>> begin STORED ROWS

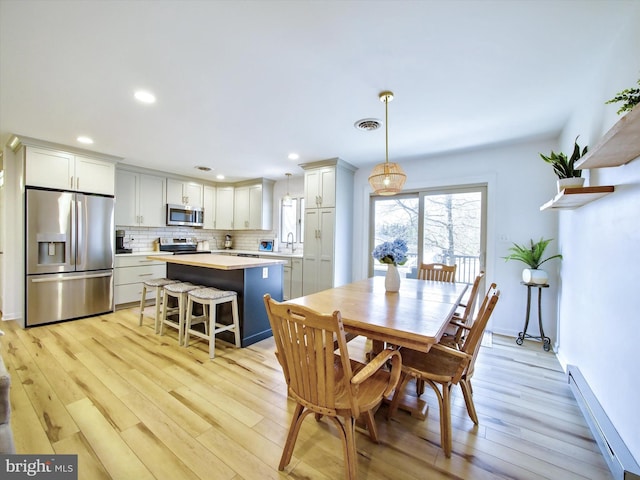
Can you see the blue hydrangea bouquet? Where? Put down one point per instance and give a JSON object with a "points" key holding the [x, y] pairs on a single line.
{"points": [[394, 253]]}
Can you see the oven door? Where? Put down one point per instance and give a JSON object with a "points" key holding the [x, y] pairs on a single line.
{"points": [[185, 215]]}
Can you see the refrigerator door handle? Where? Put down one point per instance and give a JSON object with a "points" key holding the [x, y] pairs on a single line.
{"points": [[80, 235], [67, 279]]}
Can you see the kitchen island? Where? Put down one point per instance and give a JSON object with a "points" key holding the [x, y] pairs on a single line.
{"points": [[249, 277]]}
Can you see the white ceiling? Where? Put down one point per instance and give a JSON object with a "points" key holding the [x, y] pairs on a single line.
{"points": [[241, 84]]}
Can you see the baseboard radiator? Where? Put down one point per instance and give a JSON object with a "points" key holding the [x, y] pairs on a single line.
{"points": [[621, 463]]}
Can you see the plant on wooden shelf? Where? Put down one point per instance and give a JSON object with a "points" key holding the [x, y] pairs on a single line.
{"points": [[392, 253], [630, 97], [531, 255], [564, 167]]}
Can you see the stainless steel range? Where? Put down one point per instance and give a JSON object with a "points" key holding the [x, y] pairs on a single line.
{"points": [[180, 246]]}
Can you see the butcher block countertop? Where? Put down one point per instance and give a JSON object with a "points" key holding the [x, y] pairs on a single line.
{"points": [[219, 262]]}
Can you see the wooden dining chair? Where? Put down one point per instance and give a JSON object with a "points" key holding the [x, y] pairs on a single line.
{"points": [[442, 367], [323, 382], [454, 334], [438, 272]]}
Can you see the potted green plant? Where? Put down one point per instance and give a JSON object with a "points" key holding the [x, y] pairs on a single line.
{"points": [[630, 97], [531, 255], [564, 167]]}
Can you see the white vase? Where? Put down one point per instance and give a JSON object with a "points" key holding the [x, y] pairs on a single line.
{"points": [[573, 182], [392, 279], [532, 275]]}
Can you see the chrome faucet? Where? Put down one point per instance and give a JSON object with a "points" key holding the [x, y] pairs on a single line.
{"points": [[293, 248]]}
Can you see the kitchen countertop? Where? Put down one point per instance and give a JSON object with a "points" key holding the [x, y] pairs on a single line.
{"points": [[215, 261], [140, 254], [233, 251]]}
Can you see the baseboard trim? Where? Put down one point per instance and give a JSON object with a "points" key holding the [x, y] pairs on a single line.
{"points": [[620, 461]]}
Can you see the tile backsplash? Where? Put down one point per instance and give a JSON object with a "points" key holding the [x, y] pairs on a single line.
{"points": [[140, 239]]}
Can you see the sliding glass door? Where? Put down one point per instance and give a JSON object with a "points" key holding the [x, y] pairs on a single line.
{"points": [[439, 225]]}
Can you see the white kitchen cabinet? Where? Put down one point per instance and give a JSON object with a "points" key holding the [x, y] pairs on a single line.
{"points": [[253, 205], [320, 187], [319, 246], [129, 274], [328, 223], [68, 171], [140, 199], [224, 208], [185, 193], [209, 205], [296, 278]]}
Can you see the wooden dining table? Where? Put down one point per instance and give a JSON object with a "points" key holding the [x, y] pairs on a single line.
{"points": [[415, 317]]}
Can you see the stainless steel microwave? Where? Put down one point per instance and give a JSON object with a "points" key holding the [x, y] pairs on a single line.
{"points": [[185, 215]]}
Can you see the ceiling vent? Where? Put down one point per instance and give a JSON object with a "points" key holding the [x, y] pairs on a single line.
{"points": [[368, 124]]}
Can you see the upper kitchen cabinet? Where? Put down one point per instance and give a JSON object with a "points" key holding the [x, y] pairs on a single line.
{"points": [[320, 187], [253, 206], [68, 171], [209, 206], [328, 224], [185, 193], [224, 208], [140, 199]]}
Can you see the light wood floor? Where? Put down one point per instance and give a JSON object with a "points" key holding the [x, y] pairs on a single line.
{"points": [[134, 405]]}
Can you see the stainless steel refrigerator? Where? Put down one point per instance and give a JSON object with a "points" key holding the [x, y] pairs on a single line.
{"points": [[69, 255]]}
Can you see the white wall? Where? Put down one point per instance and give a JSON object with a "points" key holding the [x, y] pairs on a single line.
{"points": [[13, 237], [598, 319], [519, 182]]}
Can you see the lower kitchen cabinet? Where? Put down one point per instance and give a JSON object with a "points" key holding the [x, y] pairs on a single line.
{"points": [[130, 272]]}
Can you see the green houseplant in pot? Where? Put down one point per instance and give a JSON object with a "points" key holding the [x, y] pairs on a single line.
{"points": [[564, 167], [531, 255]]}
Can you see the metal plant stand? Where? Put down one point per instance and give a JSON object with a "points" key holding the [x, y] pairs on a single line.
{"points": [[546, 341]]}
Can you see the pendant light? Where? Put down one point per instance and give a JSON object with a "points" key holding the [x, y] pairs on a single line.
{"points": [[287, 201], [387, 178]]}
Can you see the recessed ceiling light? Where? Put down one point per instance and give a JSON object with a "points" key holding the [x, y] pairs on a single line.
{"points": [[145, 97]]}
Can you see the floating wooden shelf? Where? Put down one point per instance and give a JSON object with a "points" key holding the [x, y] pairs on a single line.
{"points": [[620, 145], [576, 197]]}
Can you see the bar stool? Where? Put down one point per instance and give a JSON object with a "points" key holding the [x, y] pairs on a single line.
{"points": [[157, 284], [210, 298], [178, 291]]}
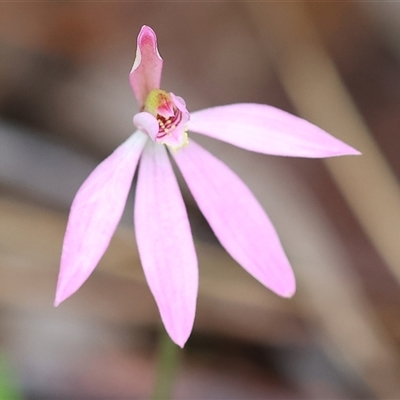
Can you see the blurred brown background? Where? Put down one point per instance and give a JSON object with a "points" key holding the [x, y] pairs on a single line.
{"points": [[65, 104]]}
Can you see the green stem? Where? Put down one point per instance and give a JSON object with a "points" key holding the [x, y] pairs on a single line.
{"points": [[167, 368]]}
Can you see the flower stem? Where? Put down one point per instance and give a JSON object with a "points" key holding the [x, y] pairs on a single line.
{"points": [[167, 368]]}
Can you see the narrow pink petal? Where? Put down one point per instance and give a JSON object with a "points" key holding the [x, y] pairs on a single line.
{"points": [[146, 71], [165, 243], [95, 213], [268, 130], [236, 217]]}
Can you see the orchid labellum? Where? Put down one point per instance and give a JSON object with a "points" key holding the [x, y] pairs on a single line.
{"points": [[162, 228]]}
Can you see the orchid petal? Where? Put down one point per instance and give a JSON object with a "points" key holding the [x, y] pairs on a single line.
{"points": [[147, 123], [268, 130], [236, 218], [146, 70], [95, 213], [165, 243]]}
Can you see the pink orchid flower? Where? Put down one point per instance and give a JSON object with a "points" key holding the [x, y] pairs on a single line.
{"points": [[163, 233]]}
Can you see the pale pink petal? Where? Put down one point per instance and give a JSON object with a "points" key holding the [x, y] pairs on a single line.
{"points": [[147, 123], [146, 71], [165, 243], [268, 130], [95, 213], [236, 217]]}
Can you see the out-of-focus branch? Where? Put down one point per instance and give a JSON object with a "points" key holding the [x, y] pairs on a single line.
{"points": [[367, 182]]}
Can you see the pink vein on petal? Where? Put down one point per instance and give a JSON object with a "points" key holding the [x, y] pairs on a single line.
{"points": [[266, 129], [236, 217], [146, 70], [95, 212], [165, 243]]}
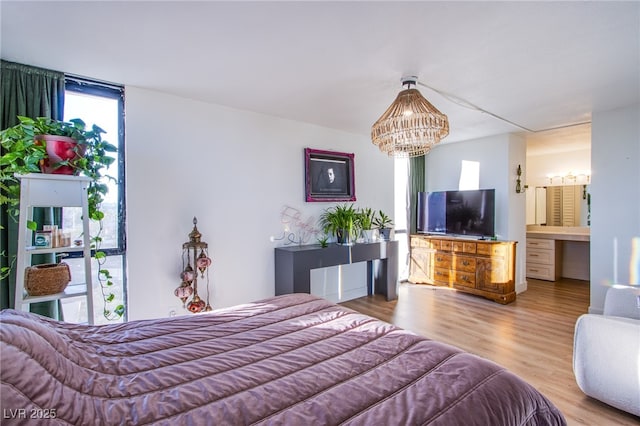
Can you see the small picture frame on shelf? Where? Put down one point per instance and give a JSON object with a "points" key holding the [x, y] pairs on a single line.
{"points": [[329, 176]]}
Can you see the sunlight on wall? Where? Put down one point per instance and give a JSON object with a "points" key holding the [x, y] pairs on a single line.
{"points": [[469, 175], [634, 264]]}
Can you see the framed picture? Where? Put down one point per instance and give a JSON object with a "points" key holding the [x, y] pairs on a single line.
{"points": [[329, 176]]}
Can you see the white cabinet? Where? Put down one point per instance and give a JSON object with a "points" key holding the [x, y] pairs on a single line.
{"points": [[544, 259], [46, 190]]}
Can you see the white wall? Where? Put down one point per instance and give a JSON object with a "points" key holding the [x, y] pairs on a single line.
{"points": [[499, 157], [235, 170], [615, 201]]}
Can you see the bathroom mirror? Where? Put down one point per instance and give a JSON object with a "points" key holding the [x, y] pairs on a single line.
{"points": [[567, 205]]}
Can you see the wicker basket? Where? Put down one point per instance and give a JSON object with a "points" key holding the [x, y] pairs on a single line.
{"points": [[48, 278]]}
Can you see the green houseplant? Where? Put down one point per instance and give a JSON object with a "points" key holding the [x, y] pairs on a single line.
{"points": [[366, 216], [384, 224], [341, 220], [25, 150]]}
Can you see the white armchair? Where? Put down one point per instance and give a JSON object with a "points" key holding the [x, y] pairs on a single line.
{"points": [[606, 350]]}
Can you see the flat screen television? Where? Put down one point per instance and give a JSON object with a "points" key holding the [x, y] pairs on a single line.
{"points": [[465, 213]]}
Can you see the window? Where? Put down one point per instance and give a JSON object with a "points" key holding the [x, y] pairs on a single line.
{"points": [[401, 180], [103, 105]]}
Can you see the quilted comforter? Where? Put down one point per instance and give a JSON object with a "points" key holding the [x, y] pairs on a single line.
{"points": [[288, 360]]}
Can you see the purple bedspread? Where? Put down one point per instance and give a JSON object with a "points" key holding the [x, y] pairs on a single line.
{"points": [[288, 360]]}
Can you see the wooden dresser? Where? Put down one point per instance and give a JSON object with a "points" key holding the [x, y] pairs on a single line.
{"points": [[484, 268]]}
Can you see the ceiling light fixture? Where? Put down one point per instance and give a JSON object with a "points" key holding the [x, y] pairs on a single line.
{"points": [[411, 126]]}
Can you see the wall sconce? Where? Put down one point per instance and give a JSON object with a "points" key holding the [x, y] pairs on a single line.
{"points": [[197, 261], [518, 180]]}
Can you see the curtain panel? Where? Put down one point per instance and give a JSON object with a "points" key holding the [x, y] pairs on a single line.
{"points": [[30, 92], [415, 184]]}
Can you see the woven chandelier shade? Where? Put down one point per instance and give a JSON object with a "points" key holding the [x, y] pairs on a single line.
{"points": [[410, 127]]}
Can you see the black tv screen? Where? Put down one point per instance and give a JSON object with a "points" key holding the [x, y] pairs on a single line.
{"points": [[471, 212], [457, 212], [432, 212]]}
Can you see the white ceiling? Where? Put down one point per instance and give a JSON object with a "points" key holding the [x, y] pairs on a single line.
{"points": [[338, 64]]}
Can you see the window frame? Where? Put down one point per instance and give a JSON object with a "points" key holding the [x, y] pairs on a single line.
{"points": [[96, 88]]}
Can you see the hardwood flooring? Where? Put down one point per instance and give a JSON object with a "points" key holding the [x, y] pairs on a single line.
{"points": [[533, 336]]}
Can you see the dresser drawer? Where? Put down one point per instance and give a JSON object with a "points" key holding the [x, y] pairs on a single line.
{"points": [[467, 279], [545, 257], [442, 260], [488, 249], [464, 263], [539, 243], [463, 247]]}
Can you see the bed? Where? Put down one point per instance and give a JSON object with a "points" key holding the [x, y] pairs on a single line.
{"points": [[289, 360]]}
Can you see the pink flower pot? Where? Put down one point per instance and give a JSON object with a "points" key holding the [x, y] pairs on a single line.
{"points": [[60, 148]]}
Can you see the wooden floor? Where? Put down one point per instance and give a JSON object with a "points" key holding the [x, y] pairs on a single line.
{"points": [[533, 336]]}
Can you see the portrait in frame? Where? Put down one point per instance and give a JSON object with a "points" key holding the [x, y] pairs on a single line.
{"points": [[329, 175]]}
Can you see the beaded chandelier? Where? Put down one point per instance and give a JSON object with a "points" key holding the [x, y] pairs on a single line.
{"points": [[411, 126]]}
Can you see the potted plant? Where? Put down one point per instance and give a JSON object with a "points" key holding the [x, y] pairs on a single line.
{"points": [[341, 220], [365, 223], [41, 145], [384, 224], [26, 146]]}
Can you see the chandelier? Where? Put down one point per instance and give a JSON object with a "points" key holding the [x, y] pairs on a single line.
{"points": [[411, 126]]}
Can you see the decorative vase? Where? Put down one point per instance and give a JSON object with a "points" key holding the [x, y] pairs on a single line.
{"points": [[343, 237], [368, 235], [60, 148]]}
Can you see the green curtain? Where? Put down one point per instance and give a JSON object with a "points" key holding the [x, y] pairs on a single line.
{"points": [[31, 92], [415, 184]]}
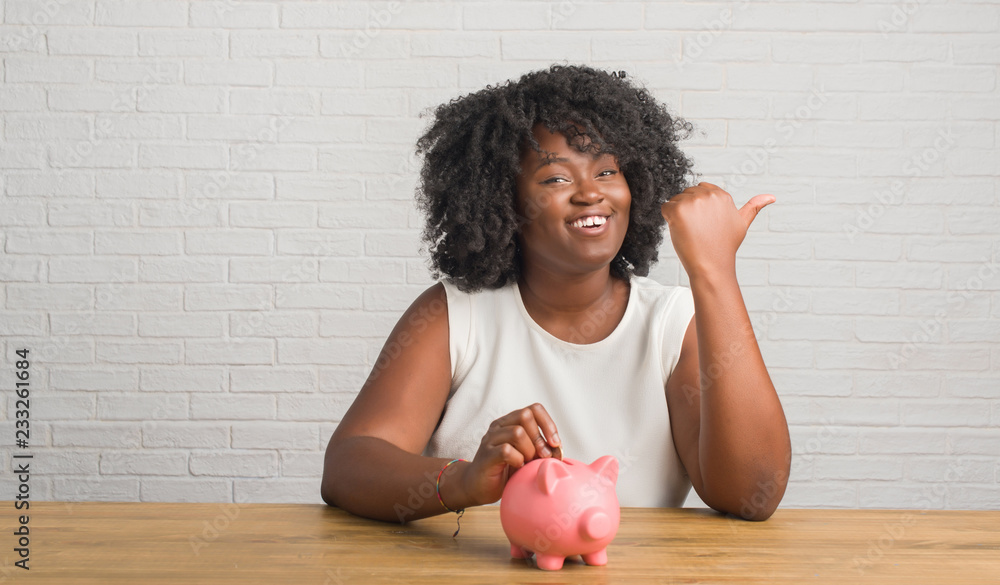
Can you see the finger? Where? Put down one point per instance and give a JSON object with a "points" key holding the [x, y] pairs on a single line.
{"points": [[535, 420], [546, 424], [751, 208], [516, 439]]}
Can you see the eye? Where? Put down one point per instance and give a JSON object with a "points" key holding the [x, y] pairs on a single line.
{"points": [[614, 172]]}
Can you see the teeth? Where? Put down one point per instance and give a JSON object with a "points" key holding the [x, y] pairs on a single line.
{"points": [[589, 221]]}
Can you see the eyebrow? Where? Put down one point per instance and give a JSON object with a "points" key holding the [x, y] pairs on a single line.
{"points": [[550, 160]]}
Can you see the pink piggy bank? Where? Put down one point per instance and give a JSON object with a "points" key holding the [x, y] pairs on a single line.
{"points": [[555, 509]]}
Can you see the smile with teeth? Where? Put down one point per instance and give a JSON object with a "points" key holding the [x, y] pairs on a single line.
{"points": [[590, 221]]}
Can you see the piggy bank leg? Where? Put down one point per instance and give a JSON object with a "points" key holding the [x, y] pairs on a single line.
{"points": [[549, 562], [596, 558], [518, 552]]}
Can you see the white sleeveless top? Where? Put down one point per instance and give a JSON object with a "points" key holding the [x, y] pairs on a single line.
{"points": [[606, 398]]}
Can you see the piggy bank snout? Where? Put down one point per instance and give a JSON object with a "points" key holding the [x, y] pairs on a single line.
{"points": [[595, 524]]}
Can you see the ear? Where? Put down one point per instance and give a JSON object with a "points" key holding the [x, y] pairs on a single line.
{"points": [[550, 472], [607, 468]]}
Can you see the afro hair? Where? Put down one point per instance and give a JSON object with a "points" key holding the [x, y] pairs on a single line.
{"points": [[472, 153]]}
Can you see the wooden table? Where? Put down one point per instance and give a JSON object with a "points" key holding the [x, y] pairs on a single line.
{"points": [[154, 543]]}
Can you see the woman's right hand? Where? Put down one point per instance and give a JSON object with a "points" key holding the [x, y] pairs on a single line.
{"points": [[511, 441]]}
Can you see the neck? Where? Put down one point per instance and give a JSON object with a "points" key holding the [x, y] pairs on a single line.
{"points": [[562, 294]]}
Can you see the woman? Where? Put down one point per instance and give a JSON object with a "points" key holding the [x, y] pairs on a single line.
{"points": [[546, 201]]}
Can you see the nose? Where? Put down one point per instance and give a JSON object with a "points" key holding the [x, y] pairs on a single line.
{"points": [[587, 193]]}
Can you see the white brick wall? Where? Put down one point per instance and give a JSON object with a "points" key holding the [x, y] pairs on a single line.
{"points": [[207, 225]]}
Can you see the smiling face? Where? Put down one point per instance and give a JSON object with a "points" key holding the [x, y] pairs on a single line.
{"points": [[576, 206]]}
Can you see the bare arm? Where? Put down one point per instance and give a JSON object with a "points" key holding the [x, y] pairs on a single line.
{"points": [[728, 425], [373, 467]]}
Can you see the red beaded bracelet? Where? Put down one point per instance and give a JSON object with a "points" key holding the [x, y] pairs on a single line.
{"points": [[437, 488]]}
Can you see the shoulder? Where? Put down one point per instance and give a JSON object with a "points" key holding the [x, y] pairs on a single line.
{"points": [[665, 296]]}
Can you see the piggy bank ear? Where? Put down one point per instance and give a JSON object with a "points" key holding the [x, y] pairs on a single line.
{"points": [[550, 472], [606, 468]]}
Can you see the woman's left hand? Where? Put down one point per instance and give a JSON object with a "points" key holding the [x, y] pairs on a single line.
{"points": [[706, 229]]}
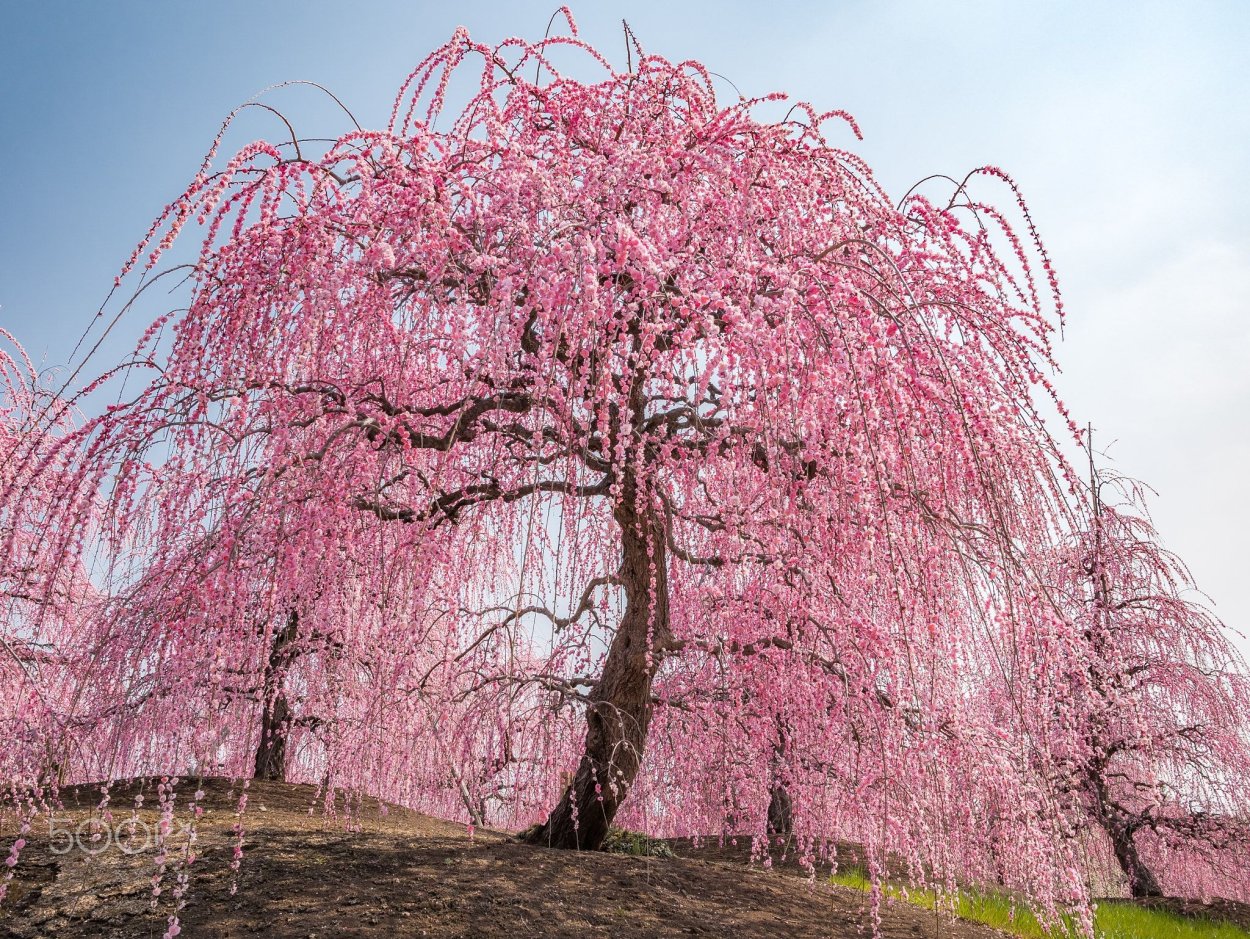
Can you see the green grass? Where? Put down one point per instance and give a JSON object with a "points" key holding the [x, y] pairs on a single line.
{"points": [[1111, 920]]}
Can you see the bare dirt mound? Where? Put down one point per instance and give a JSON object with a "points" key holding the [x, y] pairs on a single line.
{"points": [[390, 872]]}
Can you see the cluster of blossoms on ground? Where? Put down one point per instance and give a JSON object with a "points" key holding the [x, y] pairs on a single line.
{"points": [[616, 455]]}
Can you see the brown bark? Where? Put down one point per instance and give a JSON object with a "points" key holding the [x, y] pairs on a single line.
{"points": [[780, 812], [1141, 879], [619, 712], [275, 715]]}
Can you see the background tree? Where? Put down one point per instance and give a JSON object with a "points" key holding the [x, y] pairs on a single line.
{"points": [[1146, 700]]}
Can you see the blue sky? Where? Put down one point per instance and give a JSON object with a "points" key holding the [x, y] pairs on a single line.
{"points": [[1126, 125]]}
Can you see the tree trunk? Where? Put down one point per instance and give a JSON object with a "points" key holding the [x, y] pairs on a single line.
{"points": [[275, 715], [620, 707], [780, 812], [1141, 879]]}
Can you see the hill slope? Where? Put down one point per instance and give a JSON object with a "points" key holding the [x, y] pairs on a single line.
{"points": [[393, 872]]}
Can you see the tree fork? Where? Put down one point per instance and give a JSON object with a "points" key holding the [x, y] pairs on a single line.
{"points": [[619, 713], [275, 715]]}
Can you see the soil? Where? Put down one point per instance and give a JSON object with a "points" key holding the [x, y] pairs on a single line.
{"points": [[386, 872]]}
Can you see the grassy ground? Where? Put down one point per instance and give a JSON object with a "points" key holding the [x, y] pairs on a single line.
{"points": [[1111, 919]]}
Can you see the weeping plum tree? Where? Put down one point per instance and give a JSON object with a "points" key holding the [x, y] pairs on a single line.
{"points": [[45, 593], [1155, 698], [763, 443]]}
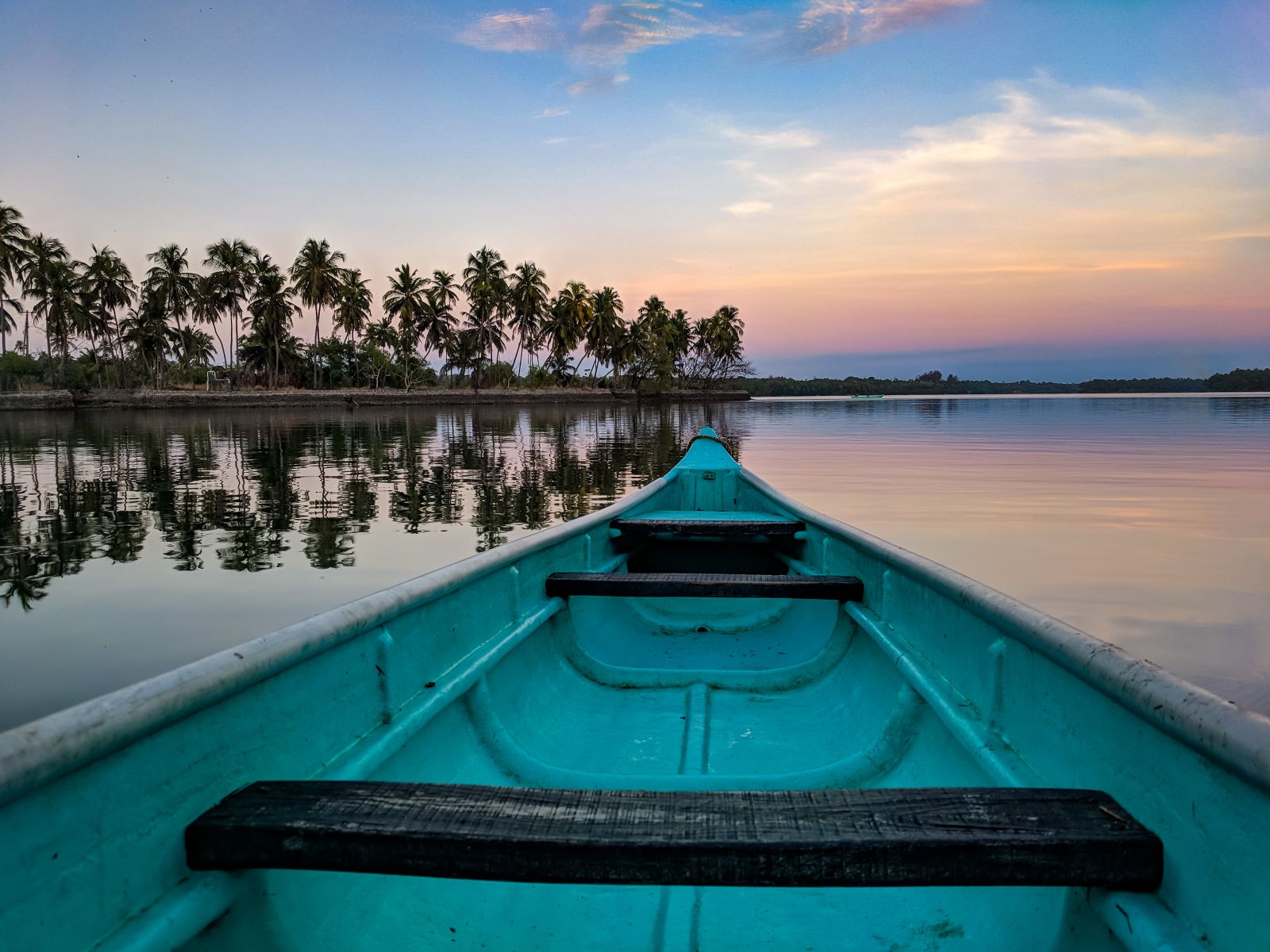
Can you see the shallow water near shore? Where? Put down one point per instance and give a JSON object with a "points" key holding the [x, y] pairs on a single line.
{"points": [[133, 543]]}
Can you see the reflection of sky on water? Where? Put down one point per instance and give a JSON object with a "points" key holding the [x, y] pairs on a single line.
{"points": [[1142, 520], [143, 541]]}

>> end STORED ROWS

- [YOUR GOAL]: Emit the lines of the data above from the one containing "Can you see the tree fork?" through its final line, both endpoints included. Pictures do not belong in the output.

- [RESULT FOR THIS TASK]:
Can you see the tree fork? Where? Put down one point per instance and give a JSON object with a "points" key holding the [x, y] pairs on a single line.
{"points": [[619, 713], [275, 715]]}
Can you see the soil? Where? Put down one point per instance and give a JSON object with a "points" key holding the [x, y] pairs on a single line.
{"points": [[386, 872]]}
Can you see the grassy ground? Where? Put down one point per instance and give a JSON object with a "points" key holding the [x, y] pairs on a single line.
{"points": [[1111, 919]]}
Can you see the weeping plum tree? Where? Put down one point per instance and give a JSON object with a "points" key holding the [x, y] pairs on a single line.
{"points": [[45, 593], [1155, 698], [763, 443]]}
Can you see the shallow water near shore? Where? Put down one point per instance and give a JSON object with a "points" key holding the [x, y] pairs on a single line.
{"points": [[133, 543]]}
Can you see the reflection of sky on water? Where? Put down one point per instance and give a JSON object with a "points" key holding the [x, y] pairs on a single line.
{"points": [[1142, 520], [143, 541]]}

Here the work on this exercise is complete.